-- BEGIN --

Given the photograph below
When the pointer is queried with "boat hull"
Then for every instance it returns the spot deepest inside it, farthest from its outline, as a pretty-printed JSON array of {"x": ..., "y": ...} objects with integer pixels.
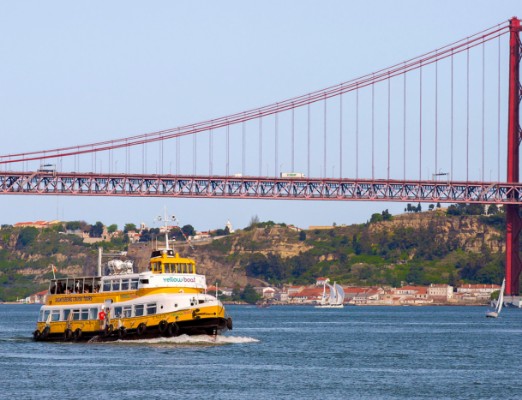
[
  {"x": 195, "y": 321},
  {"x": 206, "y": 326}
]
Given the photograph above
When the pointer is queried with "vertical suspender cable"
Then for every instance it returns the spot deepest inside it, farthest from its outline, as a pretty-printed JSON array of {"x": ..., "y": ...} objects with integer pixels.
[
  {"x": 498, "y": 114},
  {"x": 243, "y": 145},
  {"x": 293, "y": 137},
  {"x": 373, "y": 129},
  {"x": 340, "y": 134},
  {"x": 324, "y": 149},
  {"x": 389, "y": 91},
  {"x": 436, "y": 117},
  {"x": 227, "y": 165},
  {"x": 178, "y": 154},
  {"x": 308, "y": 159},
  {"x": 210, "y": 152},
  {"x": 276, "y": 137},
  {"x": 357, "y": 132},
  {"x": 451, "y": 117},
  {"x": 483, "y": 102},
  {"x": 420, "y": 121},
  {"x": 260, "y": 146},
  {"x": 404, "y": 133},
  {"x": 467, "y": 115},
  {"x": 194, "y": 153}
]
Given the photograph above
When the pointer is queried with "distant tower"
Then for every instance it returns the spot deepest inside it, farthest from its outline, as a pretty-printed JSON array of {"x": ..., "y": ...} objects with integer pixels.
[{"x": 229, "y": 226}]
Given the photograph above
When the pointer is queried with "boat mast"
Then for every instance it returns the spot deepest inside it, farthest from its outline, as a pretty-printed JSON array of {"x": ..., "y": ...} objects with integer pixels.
[{"x": 166, "y": 219}]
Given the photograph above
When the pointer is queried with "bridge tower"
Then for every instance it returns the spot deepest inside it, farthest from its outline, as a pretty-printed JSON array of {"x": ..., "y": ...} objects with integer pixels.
[{"x": 513, "y": 220}]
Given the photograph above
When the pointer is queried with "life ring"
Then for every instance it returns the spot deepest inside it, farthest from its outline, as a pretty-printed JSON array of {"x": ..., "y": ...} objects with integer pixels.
[
  {"x": 108, "y": 330},
  {"x": 67, "y": 334},
  {"x": 45, "y": 332},
  {"x": 141, "y": 329},
  {"x": 173, "y": 329},
  {"x": 122, "y": 332},
  {"x": 163, "y": 325},
  {"x": 77, "y": 335}
]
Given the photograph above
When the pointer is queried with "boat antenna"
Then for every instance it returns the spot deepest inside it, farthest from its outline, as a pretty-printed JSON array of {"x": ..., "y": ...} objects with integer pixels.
[{"x": 166, "y": 219}]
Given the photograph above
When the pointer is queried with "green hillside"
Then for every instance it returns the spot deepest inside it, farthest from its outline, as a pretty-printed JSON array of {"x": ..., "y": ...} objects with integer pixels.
[{"x": 457, "y": 245}]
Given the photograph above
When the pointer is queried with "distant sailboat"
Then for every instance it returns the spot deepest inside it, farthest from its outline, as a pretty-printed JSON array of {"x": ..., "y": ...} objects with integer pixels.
[
  {"x": 500, "y": 302},
  {"x": 336, "y": 297}
]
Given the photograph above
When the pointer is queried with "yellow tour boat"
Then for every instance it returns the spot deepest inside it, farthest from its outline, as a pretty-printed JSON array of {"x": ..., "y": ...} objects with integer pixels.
[{"x": 170, "y": 299}]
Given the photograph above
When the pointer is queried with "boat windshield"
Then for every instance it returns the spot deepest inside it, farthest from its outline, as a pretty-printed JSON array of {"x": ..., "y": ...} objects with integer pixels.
[
  {"x": 159, "y": 267},
  {"x": 75, "y": 285}
]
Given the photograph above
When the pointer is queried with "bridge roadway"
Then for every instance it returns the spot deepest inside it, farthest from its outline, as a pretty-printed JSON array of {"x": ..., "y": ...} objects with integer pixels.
[{"x": 143, "y": 185}]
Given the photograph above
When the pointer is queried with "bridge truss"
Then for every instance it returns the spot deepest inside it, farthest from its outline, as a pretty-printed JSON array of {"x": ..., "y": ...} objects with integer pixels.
[{"x": 258, "y": 188}]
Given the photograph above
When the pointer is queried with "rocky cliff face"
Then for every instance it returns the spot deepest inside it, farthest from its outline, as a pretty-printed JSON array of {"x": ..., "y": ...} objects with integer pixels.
[{"x": 467, "y": 230}]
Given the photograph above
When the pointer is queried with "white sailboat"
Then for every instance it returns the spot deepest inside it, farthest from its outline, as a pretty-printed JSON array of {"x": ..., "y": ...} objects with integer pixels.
[
  {"x": 335, "y": 298},
  {"x": 500, "y": 302}
]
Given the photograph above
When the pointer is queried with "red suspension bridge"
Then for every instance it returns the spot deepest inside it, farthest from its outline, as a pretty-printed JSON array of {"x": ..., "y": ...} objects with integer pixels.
[{"x": 429, "y": 129}]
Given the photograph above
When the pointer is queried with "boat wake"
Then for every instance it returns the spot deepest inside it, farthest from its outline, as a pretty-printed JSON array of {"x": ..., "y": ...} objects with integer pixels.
[{"x": 186, "y": 340}]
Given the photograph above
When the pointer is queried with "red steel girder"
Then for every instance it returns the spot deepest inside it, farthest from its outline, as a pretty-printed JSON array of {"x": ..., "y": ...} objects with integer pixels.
[
  {"x": 513, "y": 221},
  {"x": 74, "y": 184}
]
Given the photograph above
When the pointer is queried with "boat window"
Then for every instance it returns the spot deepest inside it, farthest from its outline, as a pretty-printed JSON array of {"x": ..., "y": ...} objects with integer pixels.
[
  {"x": 156, "y": 267},
  {"x": 138, "y": 310},
  {"x": 115, "y": 285},
  {"x": 55, "y": 315},
  {"x": 151, "y": 308}
]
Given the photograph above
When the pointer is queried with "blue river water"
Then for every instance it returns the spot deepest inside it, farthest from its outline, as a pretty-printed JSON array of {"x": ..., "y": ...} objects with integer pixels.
[{"x": 284, "y": 352}]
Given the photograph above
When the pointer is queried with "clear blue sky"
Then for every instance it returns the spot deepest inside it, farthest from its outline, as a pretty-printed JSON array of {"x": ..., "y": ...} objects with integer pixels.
[{"x": 79, "y": 72}]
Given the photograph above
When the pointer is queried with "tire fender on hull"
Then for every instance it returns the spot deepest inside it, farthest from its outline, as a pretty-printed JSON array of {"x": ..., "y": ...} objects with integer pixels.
[
  {"x": 67, "y": 334},
  {"x": 77, "y": 335},
  {"x": 173, "y": 329},
  {"x": 163, "y": 326},
  {"x": 122, "y": 332},
  {"x": 141, "y": 329}
]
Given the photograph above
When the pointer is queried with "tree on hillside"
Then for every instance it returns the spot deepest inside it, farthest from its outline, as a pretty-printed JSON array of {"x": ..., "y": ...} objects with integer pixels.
[
  {"x": 376, "y": 217},
  {"x": 112, "y": 228},
  {"x": 129, "y": 227},
  {"x": 74, "y": 225},
  {"x": 249, "y": 295},
  {"x": 96, "y": 230},
  {"x": 27, "y": 236}
]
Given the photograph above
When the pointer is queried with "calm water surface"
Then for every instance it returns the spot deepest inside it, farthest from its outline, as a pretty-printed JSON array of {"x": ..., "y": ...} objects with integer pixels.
[{"x": 280, "y": 353}]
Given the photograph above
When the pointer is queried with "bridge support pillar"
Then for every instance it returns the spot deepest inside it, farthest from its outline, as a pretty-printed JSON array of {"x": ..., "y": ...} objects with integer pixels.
[{"x": 513, "y": 220}]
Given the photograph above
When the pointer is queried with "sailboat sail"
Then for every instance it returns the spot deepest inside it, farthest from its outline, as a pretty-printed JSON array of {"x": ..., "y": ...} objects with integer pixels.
[
  {"x": 500, "y": 302},
  {"x": 333, "y": 294},
  {"x": 501, "y": 297},
  {"x": 340, "y": 294},
  {"x": 335, "y": 299}
]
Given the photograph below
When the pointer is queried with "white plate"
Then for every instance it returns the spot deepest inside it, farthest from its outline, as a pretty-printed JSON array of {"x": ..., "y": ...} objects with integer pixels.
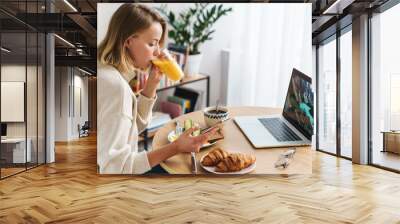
[
  {"x": 172, "y": 137},
  {"x": 211, "y": 169}
]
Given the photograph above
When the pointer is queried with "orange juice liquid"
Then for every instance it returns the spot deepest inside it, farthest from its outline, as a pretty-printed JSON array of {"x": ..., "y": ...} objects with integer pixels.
[{"x": 170, "y": 68}]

-- END --

■ **DIRECTIONS FOR THIS TASK**
Return each line in the rows above that contains the word "white", copied in full.

■ **FULL RESPONSE**
When the pointer is queried with "white sailboat"
When the pointer is queried with "white plate"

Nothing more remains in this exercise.